(DATASET EXTRACT begins)
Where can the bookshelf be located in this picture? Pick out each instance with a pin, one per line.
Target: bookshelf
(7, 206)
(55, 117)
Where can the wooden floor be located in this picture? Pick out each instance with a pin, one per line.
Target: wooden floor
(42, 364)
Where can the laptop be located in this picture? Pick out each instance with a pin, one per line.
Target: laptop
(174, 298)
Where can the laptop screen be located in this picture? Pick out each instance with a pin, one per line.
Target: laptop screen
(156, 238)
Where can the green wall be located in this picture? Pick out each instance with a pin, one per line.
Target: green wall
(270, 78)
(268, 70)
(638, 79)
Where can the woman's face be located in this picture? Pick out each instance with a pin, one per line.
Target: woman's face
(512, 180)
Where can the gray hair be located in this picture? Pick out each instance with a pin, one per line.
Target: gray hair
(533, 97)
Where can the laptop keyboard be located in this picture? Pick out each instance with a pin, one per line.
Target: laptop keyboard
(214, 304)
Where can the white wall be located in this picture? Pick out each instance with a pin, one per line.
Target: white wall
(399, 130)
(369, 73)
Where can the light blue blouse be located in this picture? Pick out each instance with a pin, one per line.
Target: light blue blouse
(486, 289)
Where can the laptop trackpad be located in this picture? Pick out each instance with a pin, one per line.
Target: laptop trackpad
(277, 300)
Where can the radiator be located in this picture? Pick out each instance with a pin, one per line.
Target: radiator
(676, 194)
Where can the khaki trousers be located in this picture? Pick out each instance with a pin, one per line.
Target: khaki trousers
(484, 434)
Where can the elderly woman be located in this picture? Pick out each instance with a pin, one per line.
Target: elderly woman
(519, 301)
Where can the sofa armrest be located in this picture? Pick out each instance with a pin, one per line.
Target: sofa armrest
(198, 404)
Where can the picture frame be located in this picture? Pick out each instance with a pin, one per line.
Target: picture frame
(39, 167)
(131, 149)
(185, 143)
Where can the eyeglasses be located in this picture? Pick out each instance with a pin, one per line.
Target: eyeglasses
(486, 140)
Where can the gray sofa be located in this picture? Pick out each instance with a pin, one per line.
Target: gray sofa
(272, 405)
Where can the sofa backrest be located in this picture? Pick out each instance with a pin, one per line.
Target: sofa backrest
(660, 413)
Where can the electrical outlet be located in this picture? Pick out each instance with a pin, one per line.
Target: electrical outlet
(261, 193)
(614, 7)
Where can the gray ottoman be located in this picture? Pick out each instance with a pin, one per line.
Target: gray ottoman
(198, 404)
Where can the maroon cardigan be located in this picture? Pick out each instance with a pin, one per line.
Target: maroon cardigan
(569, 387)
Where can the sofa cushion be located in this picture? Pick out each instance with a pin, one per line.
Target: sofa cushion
(DATASET EXTRACT ends)
_ASSIGNED TASK_:
Every line of the listing above that contains "cushion" is to be copied.

_RESULT OF THE EXERCISE_:
Where can the sofa cushion be located in this picture? Pick out each instance with a pin, one per line.
Target: sofa cushion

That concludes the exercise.